• **Task instructions**: Report only the number of lines in the data that contain the string "suit".

(Stored data entries)
^^^^
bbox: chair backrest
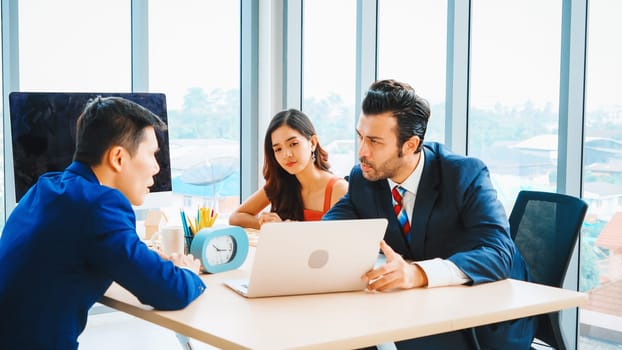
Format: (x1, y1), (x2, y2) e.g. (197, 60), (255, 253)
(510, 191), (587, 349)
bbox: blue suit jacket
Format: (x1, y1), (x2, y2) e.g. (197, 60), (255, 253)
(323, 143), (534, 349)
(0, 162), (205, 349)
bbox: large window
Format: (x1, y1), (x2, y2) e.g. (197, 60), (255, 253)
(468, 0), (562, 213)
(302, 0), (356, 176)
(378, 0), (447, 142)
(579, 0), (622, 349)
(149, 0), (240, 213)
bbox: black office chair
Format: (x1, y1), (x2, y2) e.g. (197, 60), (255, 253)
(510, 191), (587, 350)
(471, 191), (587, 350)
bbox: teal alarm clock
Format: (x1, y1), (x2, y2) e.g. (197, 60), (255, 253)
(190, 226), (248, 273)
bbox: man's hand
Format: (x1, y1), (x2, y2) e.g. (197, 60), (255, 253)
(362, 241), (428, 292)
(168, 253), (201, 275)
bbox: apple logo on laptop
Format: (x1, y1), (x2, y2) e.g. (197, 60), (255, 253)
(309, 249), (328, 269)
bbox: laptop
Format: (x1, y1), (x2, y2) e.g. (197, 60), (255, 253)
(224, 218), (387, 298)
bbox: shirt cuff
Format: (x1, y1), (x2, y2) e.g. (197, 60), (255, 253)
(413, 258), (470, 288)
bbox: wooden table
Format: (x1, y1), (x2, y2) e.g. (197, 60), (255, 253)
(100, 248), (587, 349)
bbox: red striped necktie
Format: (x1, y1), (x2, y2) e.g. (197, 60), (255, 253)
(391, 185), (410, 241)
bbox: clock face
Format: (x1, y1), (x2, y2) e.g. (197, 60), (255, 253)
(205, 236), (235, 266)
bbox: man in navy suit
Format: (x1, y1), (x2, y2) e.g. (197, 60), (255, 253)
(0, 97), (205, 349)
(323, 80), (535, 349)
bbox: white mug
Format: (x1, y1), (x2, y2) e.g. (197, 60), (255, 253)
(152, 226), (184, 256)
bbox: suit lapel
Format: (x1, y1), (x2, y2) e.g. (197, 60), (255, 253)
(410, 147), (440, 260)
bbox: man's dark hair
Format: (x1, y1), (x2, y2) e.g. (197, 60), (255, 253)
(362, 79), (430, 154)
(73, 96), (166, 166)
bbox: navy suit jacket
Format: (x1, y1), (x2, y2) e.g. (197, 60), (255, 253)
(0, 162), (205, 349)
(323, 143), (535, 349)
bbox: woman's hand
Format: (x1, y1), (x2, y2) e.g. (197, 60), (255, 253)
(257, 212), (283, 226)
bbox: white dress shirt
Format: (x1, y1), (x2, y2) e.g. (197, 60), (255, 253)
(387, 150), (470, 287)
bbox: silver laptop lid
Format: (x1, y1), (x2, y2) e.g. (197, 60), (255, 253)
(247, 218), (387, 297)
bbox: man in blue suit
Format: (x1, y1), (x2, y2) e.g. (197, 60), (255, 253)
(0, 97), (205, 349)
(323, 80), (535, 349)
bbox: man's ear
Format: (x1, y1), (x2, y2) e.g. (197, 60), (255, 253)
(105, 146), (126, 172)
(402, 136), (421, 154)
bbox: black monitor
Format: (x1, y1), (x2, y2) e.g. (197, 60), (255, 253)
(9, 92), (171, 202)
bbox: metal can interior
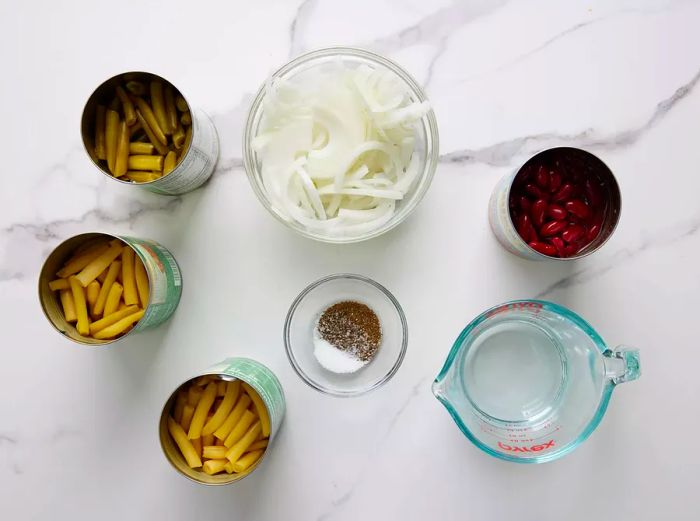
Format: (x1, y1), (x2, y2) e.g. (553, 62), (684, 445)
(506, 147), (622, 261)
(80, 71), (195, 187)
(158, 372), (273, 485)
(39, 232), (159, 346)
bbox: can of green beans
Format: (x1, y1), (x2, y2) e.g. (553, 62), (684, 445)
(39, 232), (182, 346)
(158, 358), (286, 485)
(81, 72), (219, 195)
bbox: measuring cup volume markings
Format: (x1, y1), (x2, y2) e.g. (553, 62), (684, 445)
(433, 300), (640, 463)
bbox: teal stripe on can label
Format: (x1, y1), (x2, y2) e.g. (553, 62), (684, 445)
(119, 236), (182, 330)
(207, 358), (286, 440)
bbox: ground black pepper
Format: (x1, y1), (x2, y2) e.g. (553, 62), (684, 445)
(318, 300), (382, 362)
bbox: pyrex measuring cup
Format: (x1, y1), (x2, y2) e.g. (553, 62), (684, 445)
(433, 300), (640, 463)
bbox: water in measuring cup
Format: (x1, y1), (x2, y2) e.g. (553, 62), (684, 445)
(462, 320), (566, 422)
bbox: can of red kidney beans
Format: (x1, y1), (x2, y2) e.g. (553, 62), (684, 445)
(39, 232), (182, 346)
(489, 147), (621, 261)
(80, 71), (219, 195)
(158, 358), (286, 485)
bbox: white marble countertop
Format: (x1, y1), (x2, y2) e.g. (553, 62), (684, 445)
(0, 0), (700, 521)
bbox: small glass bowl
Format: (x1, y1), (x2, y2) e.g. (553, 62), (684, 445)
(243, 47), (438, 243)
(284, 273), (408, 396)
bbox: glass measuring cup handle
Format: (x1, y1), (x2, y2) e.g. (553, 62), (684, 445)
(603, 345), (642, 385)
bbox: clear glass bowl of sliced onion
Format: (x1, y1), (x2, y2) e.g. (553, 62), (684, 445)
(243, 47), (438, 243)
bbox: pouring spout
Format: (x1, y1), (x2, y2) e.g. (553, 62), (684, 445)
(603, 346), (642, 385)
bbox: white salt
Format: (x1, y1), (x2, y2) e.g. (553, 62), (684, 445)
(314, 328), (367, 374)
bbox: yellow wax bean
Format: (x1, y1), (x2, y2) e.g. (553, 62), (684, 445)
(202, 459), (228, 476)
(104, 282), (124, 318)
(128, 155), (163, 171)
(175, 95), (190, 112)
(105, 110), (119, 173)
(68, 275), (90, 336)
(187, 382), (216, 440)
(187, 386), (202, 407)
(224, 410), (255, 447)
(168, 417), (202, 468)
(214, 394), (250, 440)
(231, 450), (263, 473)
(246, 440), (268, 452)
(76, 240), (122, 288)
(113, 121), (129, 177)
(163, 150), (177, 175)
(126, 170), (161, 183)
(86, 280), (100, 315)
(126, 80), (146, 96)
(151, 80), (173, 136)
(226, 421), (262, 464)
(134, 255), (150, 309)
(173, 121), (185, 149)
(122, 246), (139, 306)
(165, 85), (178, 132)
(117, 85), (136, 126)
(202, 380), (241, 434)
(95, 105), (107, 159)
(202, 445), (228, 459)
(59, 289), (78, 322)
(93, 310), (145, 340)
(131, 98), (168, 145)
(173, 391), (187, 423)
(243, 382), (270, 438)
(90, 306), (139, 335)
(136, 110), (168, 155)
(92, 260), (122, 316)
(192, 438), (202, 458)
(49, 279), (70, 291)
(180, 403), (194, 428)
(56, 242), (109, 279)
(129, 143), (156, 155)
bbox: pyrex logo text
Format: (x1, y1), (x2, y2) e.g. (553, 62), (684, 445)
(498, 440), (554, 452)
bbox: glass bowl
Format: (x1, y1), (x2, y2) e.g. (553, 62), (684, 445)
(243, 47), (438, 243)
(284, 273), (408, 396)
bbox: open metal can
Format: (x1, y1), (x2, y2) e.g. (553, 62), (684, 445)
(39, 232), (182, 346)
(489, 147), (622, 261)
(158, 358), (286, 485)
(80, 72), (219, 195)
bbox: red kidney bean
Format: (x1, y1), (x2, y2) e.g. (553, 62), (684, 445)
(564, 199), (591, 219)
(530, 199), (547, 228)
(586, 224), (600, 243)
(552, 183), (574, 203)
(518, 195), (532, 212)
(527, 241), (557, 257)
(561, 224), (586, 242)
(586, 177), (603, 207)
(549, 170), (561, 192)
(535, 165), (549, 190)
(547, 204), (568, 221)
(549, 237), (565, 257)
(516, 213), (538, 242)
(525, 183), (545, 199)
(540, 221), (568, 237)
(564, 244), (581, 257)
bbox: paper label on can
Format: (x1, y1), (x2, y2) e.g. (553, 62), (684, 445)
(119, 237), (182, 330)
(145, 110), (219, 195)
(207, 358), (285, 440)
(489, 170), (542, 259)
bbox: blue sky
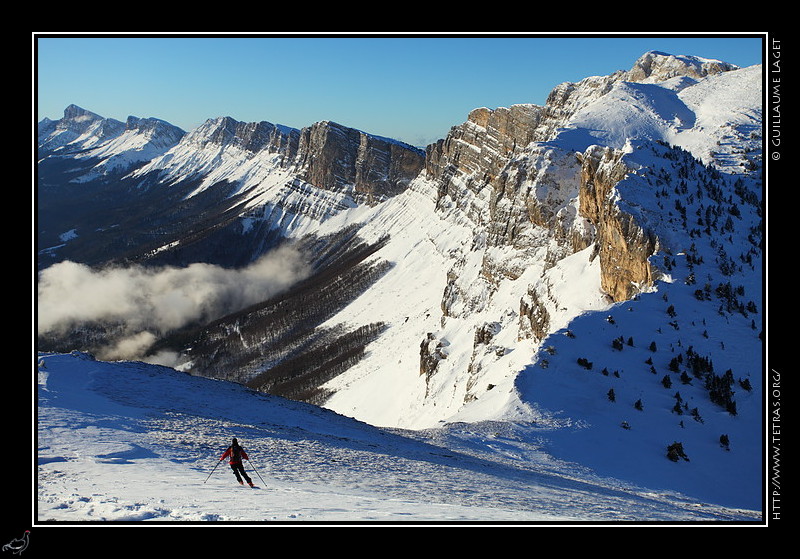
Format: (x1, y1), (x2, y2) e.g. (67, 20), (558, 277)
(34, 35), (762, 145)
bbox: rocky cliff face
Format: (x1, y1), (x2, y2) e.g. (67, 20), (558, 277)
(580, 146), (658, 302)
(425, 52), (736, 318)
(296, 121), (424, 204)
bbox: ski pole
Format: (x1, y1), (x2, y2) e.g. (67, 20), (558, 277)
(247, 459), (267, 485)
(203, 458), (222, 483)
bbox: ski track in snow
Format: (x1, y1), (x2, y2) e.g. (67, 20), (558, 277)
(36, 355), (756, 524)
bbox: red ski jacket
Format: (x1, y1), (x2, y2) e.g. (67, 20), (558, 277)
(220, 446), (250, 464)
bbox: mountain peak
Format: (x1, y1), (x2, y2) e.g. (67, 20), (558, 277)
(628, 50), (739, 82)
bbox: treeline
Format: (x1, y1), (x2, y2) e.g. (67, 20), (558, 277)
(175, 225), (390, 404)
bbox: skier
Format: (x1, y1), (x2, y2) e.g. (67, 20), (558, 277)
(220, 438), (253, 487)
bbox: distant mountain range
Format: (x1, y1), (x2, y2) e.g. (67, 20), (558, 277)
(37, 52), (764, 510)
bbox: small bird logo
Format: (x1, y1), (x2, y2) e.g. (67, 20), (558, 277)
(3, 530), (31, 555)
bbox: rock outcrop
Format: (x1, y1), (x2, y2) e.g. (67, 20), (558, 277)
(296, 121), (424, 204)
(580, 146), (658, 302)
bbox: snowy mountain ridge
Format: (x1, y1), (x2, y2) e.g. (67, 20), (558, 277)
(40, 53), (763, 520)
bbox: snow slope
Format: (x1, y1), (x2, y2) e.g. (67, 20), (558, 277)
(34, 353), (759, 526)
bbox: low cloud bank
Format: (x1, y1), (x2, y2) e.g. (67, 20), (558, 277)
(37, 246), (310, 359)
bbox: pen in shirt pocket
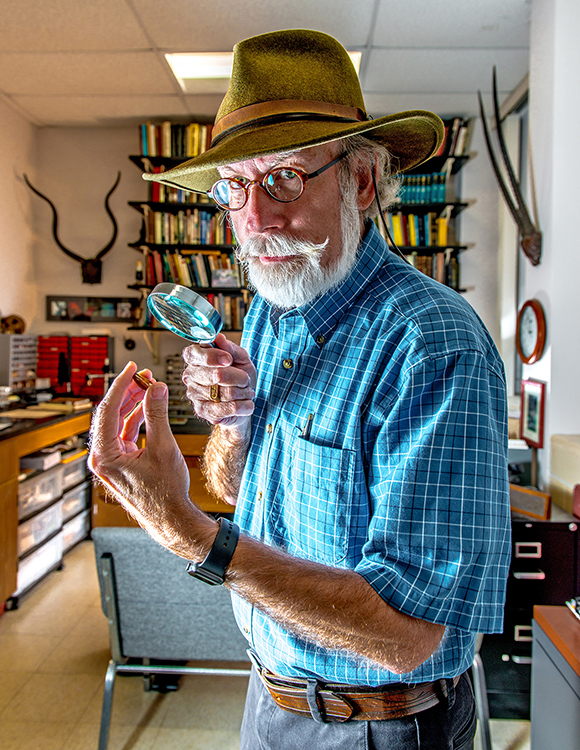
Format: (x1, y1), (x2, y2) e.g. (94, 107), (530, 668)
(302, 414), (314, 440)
^^^^
• **Worked answer**: 5